Peut-on reprocher a une certaine jeunesse de n’avoir plus peur de rien ni même de la police? on ne peut même pas leur reprocher d’être des révolutionnaires qui s’ignorent, jouant leur avenir sur une bataille. Personne ne sait mieux qu’un banlieusard « tel acte telle peine de prison », on en est à un point tel que l’Etat est contraint de durcir le dispositif judiciaire pour faire face par exemple avec le projet de déchéance de la nationalité pour les « français d’origine étrangère ». Mais qu’en a à foutre de la nationalité française quelqu’un qui risque entre 30 ans et la perpétuité ?Et quelqu’un qui est forcé à entrer dans la clandestinité après le passage des vautours,ces même vautours qui à Grenoble ont tous demandé leur mutation après l’envoi d’un message leur promettant un déplumage ?
Alors la vraie question demeure : quelle solidarité construire face a cela ? condamner la violence de part et d’autre ou soutenir une lutte face a la répression ? A chacun de choisir son camps.
Vers l’épuration ethnique ?
L’expulsion des Rroms roumains et bulgare n’a pas commencé hier. Il y en a eu 11 000 en 2009. La différence est que jusqu’ici ça se passait dans une complète discrétion médiatique. A part quelques associations et collectifs tout le monde s’en foutait. Les Rroms ne constituent-ils pas, et ce depuis des siècles, pour les pouvoirs et pour beaucoup de gens qu’une minorité qu’on exclut et méprise de façon presque « naturelle » (ce serait de « leur faute »)?
C’est le contenu de la propagande et des mesures législatives de style vichyste proposées cet été qui est nouveau. Pour la première fois, depuis la 2ème guerre mondiale une minorité est attaquée comme criminelle dans son ensemble sur une base « ethnique ». Bien entendu, on n’envoie, pas encore, les Rroms vers les camps de concentration, mais néanmoins les similitudes existent : en les expulsant on les traite comme des « européens light », des sous citoyens et donc des sortes de sous hommes.
Derrière la brusque médiatisation de ces mesures il pourrait y avoir un plan plus large. Il s’inscrit dans les lois que l’Etat prépare face au vent nouveau radical qui s’est levé ces mois-ci dans les quartiers populaires face à la police.

#### EXTRAITS DU LISTING:
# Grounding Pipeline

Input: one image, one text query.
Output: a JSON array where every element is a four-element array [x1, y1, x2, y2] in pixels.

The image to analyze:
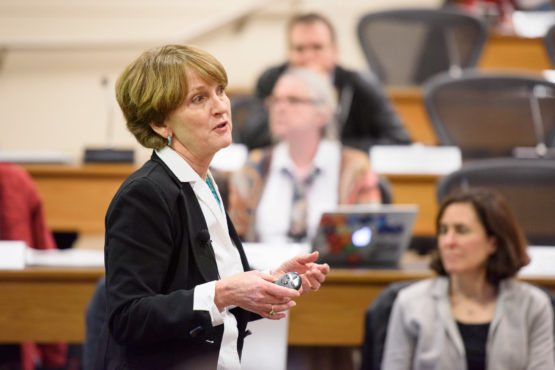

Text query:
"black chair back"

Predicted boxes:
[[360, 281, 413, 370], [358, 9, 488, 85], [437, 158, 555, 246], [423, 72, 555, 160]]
* * *
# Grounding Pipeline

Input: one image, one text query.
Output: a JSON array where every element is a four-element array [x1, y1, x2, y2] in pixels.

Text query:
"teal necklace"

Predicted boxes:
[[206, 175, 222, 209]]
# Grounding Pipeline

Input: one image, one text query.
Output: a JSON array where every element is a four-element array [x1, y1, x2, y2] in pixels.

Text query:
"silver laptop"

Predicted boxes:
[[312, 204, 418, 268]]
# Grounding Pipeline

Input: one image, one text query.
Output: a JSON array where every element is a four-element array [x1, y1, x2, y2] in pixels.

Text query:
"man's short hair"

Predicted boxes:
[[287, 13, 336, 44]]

#### CONSIGNES:
Reprenez l'article sur l'expulsion des Rroms là où il s'arrête et écrivez la suite. Le listing est un contenu à part, sans rapport avec l'article.

#### RÉPONSE:
Après les « sans-papiers », après les Rroms, la prochaine cible visée par l’Etat serait les enfants d’immigrés en révolte. Une preuve ? La dernière décision de Sarkozy d’éliminer la bigamie et l’escroquerie pour ne laisser « que » l’atteinte à la vie d’un flic comme cause de déchéance de la nationalité française. Déjà déclarés criminels en groupe, privés de leur nationalité française, les émeutiers des cité pourraient devenir à leur tour expulsables. En utilisant les procédures « légales » expérimentées sur les Rroms la République pourrait alors se débarrasser des Arabes et des Noirs des quartiers populaires. Les fondements idéologiques et légaux d’une épuration ethnique à grande échelle pourraient être en préparation. Pas possible en France ? en tous cas ce ne sont pas des jérémiades de curés et de politicards de gôche qui les arrêteront.
> RIPOSTE dans les quartiers populaires
L’affaire a été plutôt médiatisée : dans la nuit du 15 juillet un casino d’Uriage-les-Bains en Isère est braqué par deux hommes pris en chasse par la BAC, échange de coups de feu, la course se finit à pied dans le quartier de la Villeneuve à Grenoble (38). Karim Boudouda, 27 ans, est abattu par la police. Le procureur invoque la légitime défense, la mère du jeune homme parle de porter plainte. « Dans la fusillade, Karim a d’abord été blessé à une jambe, et ensuite, ils l’ont abattu comme un chien, de deux balles dans la tête. Pour moi, c’est un assassinat. Même s’il a fait un braquage, on ne le tue pas. » Du 16 au 18 juillet, le quartier de la Villeneuve où habitait Karim, vit trois nuits d’affrontements. La police déployée en nombre, 300 CRS, des hommes du GIPN et du RAID, essuie ponctuellement des tirs d’armes à feu. Dans un discours le 30 juillet Sarkozy parle de « guerre nationale », de déchéance de la nationalité française, de peine de 30 ans incompressible, d’élargissement des peines planchers, d’expulser les Rroms…
Dans le Loir-et-Cher, dans la nuit du vendredi 16 au 17 juillet, Luigi Duquenet, 22 ans est abattu par un gendarme. La voiture aurait forcé un barrage, pour le conducteur « Il n’y a jamais eu de barrage. Les gendarmes nous attendaient. Quand je les ai vus, j’ai pilé. Ils nous ont alors tiré dessus ». Le dimanche une cinquantaine de gens du voyage ont attaqué la gendarmerie de Saint-Aignan (41) à coups de haches et de barres de fer. En réaction quelques 300 militaires sont déployés sur place.
Mi juillet, un an après la mort en garde à vue au commissariat de Chambon-Feugerolles (42) de Mohamed Benmouna (voir RE78), la contre enquête n’a pas progressé, une marche silencieuse a eu lieu pour continuer de réclamer justice.
Mardi 3Août à Auxerre (89), quartier Sainte Geneviève un jeune homme échappe à une interpellation grâce à l’intervention d’un groupe d’une dizaine de personnes au visage masqué; plus tard dans la soirée une voiture de police est visée par un tir d’arme à feu. Jeudi matin à Villefontaine (38) près de Lyon des coups d’arme à feu sont tirés contre le domicile d’un policier. On comprend que les syndicats de police s’inquiètent.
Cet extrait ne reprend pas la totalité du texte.